• _Exercise description_
Copy the rows, starting with the first line and going on through the line with "418 36 L 391". Give every line in full, but multiply each outline coordinate by 2.2 and round it to a whole number, rounding halves up.

• _Items_

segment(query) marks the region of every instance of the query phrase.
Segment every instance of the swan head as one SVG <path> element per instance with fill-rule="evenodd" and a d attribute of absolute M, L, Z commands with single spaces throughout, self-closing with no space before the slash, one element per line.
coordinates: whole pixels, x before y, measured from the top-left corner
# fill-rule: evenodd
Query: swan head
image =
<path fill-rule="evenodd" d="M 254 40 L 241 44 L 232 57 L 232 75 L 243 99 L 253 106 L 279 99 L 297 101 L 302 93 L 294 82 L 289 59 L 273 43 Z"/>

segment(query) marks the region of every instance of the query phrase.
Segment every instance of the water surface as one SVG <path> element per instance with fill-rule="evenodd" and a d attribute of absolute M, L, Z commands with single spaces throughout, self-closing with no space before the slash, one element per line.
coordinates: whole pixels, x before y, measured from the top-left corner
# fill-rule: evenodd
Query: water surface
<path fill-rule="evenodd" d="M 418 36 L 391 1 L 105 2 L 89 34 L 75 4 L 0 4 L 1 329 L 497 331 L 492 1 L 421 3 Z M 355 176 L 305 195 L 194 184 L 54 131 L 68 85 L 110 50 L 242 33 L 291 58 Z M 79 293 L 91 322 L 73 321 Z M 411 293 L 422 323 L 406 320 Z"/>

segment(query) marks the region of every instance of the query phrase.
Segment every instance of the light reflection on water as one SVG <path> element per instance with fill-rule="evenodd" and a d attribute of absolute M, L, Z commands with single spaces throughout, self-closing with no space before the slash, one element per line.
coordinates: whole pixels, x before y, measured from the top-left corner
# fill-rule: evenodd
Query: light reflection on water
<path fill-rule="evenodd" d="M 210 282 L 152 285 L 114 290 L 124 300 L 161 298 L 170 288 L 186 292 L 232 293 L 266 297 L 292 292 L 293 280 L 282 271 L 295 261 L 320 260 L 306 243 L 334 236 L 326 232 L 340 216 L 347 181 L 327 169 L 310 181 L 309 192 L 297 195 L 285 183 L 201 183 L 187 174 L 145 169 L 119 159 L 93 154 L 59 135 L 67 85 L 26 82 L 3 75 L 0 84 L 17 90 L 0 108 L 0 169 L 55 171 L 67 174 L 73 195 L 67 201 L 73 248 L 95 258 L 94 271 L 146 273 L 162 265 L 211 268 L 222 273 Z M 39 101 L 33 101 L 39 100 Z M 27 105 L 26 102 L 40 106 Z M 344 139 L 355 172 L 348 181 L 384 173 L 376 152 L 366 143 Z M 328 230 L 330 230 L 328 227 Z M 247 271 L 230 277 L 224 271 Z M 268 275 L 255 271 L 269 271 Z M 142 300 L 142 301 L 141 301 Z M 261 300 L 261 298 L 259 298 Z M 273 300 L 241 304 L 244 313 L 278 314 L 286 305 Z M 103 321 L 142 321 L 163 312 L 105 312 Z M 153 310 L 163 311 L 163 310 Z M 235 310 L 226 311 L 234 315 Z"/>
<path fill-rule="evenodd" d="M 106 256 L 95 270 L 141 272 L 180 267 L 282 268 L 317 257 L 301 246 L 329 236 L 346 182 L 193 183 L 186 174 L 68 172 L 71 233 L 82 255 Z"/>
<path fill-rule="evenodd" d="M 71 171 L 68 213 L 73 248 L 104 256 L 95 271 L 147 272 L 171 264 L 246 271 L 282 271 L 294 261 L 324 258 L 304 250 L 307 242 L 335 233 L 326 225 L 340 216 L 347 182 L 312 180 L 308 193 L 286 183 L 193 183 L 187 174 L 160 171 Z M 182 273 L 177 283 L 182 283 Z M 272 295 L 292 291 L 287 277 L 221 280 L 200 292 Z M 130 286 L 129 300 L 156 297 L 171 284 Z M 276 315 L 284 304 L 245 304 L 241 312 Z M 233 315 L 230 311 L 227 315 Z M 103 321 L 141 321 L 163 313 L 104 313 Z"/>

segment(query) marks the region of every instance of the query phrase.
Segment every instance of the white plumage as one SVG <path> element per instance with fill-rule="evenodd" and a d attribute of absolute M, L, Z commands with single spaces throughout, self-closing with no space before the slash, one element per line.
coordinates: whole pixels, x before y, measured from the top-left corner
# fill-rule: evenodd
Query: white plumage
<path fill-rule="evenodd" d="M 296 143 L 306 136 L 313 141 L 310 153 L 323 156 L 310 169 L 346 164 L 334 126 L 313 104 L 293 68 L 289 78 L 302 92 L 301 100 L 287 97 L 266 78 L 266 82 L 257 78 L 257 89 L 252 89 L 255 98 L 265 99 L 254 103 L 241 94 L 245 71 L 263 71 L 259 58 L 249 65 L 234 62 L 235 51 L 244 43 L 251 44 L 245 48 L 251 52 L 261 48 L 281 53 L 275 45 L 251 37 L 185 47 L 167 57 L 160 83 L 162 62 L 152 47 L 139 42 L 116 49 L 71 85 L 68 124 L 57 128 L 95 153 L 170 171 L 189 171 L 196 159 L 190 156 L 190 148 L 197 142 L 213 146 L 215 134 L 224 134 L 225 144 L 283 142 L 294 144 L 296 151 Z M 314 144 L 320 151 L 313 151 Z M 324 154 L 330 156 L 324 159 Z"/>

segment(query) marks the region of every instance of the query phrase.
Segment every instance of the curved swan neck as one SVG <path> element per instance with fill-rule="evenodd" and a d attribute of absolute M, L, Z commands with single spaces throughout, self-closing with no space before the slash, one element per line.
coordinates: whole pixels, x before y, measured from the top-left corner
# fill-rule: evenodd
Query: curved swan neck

• _Output of the exercise_
segment(query) marks the region of every instance of the query phrase.
Segment every instance of the swan head as one SVG <path> element per instance with fill-rule="evenodd" and a d attribute of absolute M, L, Z commands with single spaces throughout, self-closing with no space before the slash, one element per line.
coordinates: whole pixels, x before y, measured from the top-left corner
# fill-rule: evenodd
Query: swan head
image =
<path fill-rule="evenodd" d="M 559 88 L 530 97 L 510 125 L 510 165 L 535 218 L 557 233 L 614 218 L 653 222 L 664 205 L 647 180 L 636 130 L 601 95 Z"/>

segment(query) marks the region of every instance of the query phrase.
Segment every instance of the water surface as one SVG <path> element per instance with fill-rule="evenodd" and a d attribute of absolute M, L, Z commands with single spaces throughout, self-closing with no space before the slash, one element per line.
coordinates: whole pixels, x before y, measured from the top-left corner
# fill-rule: evenodd
Query: water surface
<path fill-rule="evenodd" d="M 920 79 L 860 2 L 231 4 L 196 75 L 165 9 L 0 9 L 2 724 L 1093 728 L 1082 2 L 926 7 Z M 781 387 L 671 429 L 427 405 L 119 288 L 150 187 L 242 110 L 532 73 L 640 128 Z M 174 645 L 200 708 L 161 706 Z M 904 645 L 928 711 L 893 704 Z"/>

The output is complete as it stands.